> _Do this_: Print all entries word for word.

> _Given information_:

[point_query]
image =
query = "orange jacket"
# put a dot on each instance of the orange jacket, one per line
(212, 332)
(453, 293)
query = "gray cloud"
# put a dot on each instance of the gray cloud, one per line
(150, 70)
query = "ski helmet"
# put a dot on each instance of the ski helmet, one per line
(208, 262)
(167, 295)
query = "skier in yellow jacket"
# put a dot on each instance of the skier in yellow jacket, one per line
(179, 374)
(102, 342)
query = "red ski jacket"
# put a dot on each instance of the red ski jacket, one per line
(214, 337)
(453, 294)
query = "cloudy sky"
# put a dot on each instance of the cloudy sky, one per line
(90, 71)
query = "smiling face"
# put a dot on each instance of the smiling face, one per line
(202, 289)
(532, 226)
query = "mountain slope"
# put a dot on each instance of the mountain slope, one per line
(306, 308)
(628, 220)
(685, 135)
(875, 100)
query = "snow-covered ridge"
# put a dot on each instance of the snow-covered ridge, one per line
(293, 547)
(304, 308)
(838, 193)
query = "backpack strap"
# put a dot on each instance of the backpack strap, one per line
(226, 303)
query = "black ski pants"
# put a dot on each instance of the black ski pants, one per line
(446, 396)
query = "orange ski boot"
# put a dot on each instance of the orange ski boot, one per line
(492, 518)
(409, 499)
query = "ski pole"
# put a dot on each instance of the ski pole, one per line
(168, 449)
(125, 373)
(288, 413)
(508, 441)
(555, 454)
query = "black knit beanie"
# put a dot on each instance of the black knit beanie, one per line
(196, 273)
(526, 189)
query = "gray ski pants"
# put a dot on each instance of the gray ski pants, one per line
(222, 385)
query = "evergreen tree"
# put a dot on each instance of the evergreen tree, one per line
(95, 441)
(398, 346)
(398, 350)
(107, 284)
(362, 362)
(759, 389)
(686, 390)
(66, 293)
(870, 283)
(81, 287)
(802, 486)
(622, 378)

> _Expected output_:
[point_query]
image =
query = "orange jacket"
# put a dot on each instance of the orange jacket, one per line
(212, 332)
(453, 293)
query = "gray cloud"
# put a dot on each instance of the gray cloud, one per line
(150, 70)
query = "ski helmet"
# put a dot on each instance of the ski helmet, one per line
(208, 262)
(167, 295)
query = "skier in yellow jacket"
# put a dot on each instance of the skier in yellow jacket, one per line
(179, 374)
(102, 342)
query = "red ski jacket"
# put a dot on each instance of the red ski jacket, one per line
(214, 337)
(453, 294)
query = "cloudy sky"
# put a dot on each instance of the cloudy sky, one per line
(90, 71)
query = "smiling face"
# put a dot on each instance of the smiling face, one per line
(202, 289)
(532, 226)
query = "mountain slope"
# put a dot on each instance of the mountain slope, one per line
(306, 308)
(628, 220)
(685, 135)
(875, 100)
query = "snow-covered ridge"
# put a dot on each instance of the snow-covered ridge, one per line
(293, 547)
(304, 308)
(838, 193)
query = "backpack strap"
# put a dot on each instance of the backpack strap, one per line
(226, 303)
query = "black ski pants"
# put a dot on each instance of the black ski pants, one per line
(446, 396)
query = "orange ski boot"
# put a dot on each instance of the orange ski boot, one per line
(492, 518)
(409, 499)
query = "ski pole"
# put a dot on each instance of the ski pole, one per line
(168, 449)
(125, 373)
(288, 413)
(508, 441)
(555, 454)
query = "black knit beanie"
# put a dot on each instance of the black knit beanie, one per line
(196, 273)
(526, 189)
query = "gray ski pants"
# put a dot on each instance of the gray ski pants, one per line
(222, 385)
query = "evergreen tree"
# put a dot on each instance of the evergreen tree, one per line
(95, 441)
(398, 346)
(398, 350)
(107, 284)
(362, 362)
(759, 389)
(686, 390)
(66, 293)
(870, 283)
(81, 287)
(802, 486)
(622, 378)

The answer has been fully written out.